WORK TO BE COMPLETED: Return the records that follow unaltered. Omit every picture.
= = = =
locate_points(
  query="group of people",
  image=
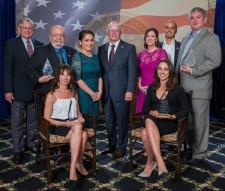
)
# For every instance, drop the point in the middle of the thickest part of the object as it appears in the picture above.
(77, 81)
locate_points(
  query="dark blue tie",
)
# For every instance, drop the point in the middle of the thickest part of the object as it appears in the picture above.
(59, 53)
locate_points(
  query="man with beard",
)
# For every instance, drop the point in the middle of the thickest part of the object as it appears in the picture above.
(46, 59)
(170, 44)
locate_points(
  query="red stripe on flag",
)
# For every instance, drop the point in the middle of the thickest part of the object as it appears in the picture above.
(139, 24)
(128, 4)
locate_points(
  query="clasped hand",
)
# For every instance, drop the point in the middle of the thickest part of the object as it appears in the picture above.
(71, 123)
(156, 114)
(45, 79)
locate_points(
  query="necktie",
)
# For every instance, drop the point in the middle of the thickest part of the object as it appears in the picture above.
(111, 54)
(59, 52)
(29, 48)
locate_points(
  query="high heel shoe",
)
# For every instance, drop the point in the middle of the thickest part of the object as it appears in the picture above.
(82, 175)
(163, 173)
(144, 175)
(72, 183)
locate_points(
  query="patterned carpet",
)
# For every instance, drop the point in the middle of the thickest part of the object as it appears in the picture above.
(113, 175)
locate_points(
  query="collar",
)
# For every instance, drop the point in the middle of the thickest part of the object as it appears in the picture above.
(116, 43)
(172, 42)
(25, 40)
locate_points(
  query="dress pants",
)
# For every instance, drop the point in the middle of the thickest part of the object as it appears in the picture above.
(18, 111)
(116, 116)
(198, 130)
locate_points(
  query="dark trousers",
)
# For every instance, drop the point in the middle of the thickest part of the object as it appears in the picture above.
(117, 115)
(18, 111)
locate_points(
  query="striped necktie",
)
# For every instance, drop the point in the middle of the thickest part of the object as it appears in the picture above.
(111, 54)
(59, 53)
(29, 48)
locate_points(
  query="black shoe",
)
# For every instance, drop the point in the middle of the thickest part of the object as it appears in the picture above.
(195, 162)
(109, 150)
(31, 149)
(17, 157)
(118, 154)
(72, 183)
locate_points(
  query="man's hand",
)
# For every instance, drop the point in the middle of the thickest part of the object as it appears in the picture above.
(186, 69)
(9, 97)
(45, 79)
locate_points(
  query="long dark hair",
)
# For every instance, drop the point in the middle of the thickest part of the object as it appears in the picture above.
(156, 34)
(70, 71)
(83, 33)
(172, 79)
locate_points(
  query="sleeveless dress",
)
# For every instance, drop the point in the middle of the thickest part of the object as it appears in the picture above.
(178, 106)
(87, 69)
(61, 111)
(147, 62)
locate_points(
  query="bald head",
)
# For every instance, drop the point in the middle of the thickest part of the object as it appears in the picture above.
(57, 36)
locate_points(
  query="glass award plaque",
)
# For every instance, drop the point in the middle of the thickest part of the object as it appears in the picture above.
(47, 69)
(163, 106)
(190, 60)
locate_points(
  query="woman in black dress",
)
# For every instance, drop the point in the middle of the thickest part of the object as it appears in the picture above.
(62, 111)
(164, 104)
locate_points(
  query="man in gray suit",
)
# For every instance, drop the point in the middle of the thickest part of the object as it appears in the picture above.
(118, 60)
(170, 44)
(200, 53)
(18, 88)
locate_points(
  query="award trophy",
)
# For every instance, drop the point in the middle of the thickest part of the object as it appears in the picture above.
(71, 115)
(163, 106)
(190, 60)
(47, 69)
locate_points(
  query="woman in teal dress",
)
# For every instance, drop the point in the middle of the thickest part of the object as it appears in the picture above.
(88, 75)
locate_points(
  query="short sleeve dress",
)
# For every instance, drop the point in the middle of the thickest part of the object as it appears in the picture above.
(147, 62)
(88, 69)
(178, 106)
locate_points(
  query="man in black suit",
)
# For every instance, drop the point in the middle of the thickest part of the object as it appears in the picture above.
(118, 60)
(171, 46)
(19, 89)
(46, 59)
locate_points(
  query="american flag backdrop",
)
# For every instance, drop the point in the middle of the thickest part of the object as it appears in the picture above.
(134, 15)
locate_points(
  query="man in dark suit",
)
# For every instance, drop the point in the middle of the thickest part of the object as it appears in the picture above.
(46, 59)
(171, 46)
(118, 62)
(19, 89)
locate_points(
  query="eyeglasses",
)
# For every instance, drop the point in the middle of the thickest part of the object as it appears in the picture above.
(26, 28)
(112, 30)
(57, 35)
= = = =
RESPONSE:
locate_points(
  query="group of people",
  image=
)
# For every instance, drop the point in the middle of the thickest part of the object as it appears in the picture above.
(77, 81)
locate_points(
  query="dark blue tie",
)
# For every instance, drop the point in the middle of the thickest part of the object as it appears in the picture above.
(59, 53)
locate_points(
  query="man with beard",
)
# For every instance, drop the point in the middle of the thickest part of the object as it appears in the picture above.
(46, 59)
(170, 44)
locate_points(
  query="red stripe on flag",
)
# For every instance, drop the point in the middle of the thickest part of the object as it appears in the picture above.
(139, 24)
(128, 4)
locate_points(
  query="clasped hand",
)
# For every instance, drop the point in the middle of the thickest part of the object as it appears in the picture above.
(71, 123)
(156, 114)
(45, 79)
locate_points(
  query="necktie",
)
# For every instance, drop the point in the middle of the thickest part of the object as it appears in the picture above.
(111, 54)
(59, 52)
(29, 48)
locate_points(
  query="high heel shoe",
)
# For every instance, drop the point in the middle of the thickest part of the object as it appears in the picture above.
(82, 175)
(163, 173)
(144, 175)
(72, 183)
locate_points(
  query="patterned carpet",
)
# For every instance, drop the point in the middle of the thickest part of the object as it appears in the picture above.
(113, 175)
locate_points(
  query="collar",
)
# For every instance, drop the point in the middle of the thickest part of the object as it appears in the picture above.
(116, 43)
(172, 42)
(25, 40)
locate_points(
  query="dress pants",
)
# For every instance, drop the point in the middle of the thickest part of the object as it appears in the picture above.
(18, 111)
(116, 116)
(198, 130)
locate_points(
  query="dark trousers",
)
# For every instance, drop the point in the middle of the thickest part of the object as it appears in the picture above.
(117, 115)
(18, 111)
locate_points(
  query="striped necktie",
)
# For every instance, drop the point in the middle of the thickest part of the object as it appears in the picture above.
(111, 54)
(59, 53)
(29, 48)
locate_points(
  query="black shoe",
)
# For every instance, drop the point in the middle of the thickest part of the object as it appears in the picture above.
(195, 162)
(109, 150)
(31, 149)
(17, 157)
(118, 154)
(72, 183)
locate_points(
  query="man's hand",
)
# For every instance, drop the point in the middle of the thickest part of the object as it appears in the picture above.
(186, 69)
(9, 97)
(45, 79)
locate_points(
  query="long dark hair",
)
# For every instance, drop the point in the middle of the thickest part of the object as it appears in the picture above.
(156, 34)
(70, 71)
(83, 33)
(172, 79)
locate_points(
  query="sleeveless dress",
)
# For every instance, drop the point in the middle of the thickest part of the object as it appears in the picture above.
(178, 106)
(87, 69)
(61, 111)
(147, 62)
locate_points(
  query="bald head",
)
# For every instance, drop the point in the middle of the thickest part of the object as it appears in the picture above.
(57, 36)
locate_points(
  query="glass award plaque",
)
# For every instance, drop the point in the middle of the thickest part of the object as it appears in the picture above.
(47, 69)
(163, 106)
(190, 60)
locate_points(
  query="woman in black dress",
)
# For every instance, drop the point in the middle of the thickest part of the object as it appears in the picture above.
(62, 111)
(164, 104)
locate_points(
  query="man in gray suit",
)
# For every instance, drop the point in the middle of the thickest part of the object as it appears in the picture above.
(118, 60)
(170, 44)
(200, 53)
(18, 88)
locate_points(
  query="award trophy",
)
# For every instance, drop the point in the middle of the thickest part of the object as it appears in the picture above.
(71, 115)
(163, 106)
(190, 60)
(47, 69)
locate_points(
  query="woman in teal dress",
)
# For every instance, drop the point in the middle of the thickest part of the object as it appears in the picture above.
(88, 75)
locate_points(
  query="short sleeve dress",
)
# For every instance, drop the point in the middle of the thickest part of the object as it appears in the picture above.
(147, 62)
(88, 69)
(178, 106)
locate_points(
  query="man in black suit",
)
# For every instance, drop the point in the middle of the thickest part of the object as it appears in the picture above.
(118, 60)
(171, 46)
(19, 89)
(46, 59)
locate_points(
  query="american flag backdrop",
)
# For every instance, drop the point in the middle of the thickest part of the object as it appears in the picture above.
(134, 15)
locate_points(
  query="man in dark suit",
)
# For every instance, drop the point in the middle of the thickest part of the object as it appears in the picture above.
(46, 59)
(171, 46)
(118, 62)
(19, 89)
locate_points(
  query="eyeglasses",
)
# For every instance, drop the point in the middle of the thickest part of the object as it appears in the picture above.
(26, 28)
(112, 30)
(57, 35)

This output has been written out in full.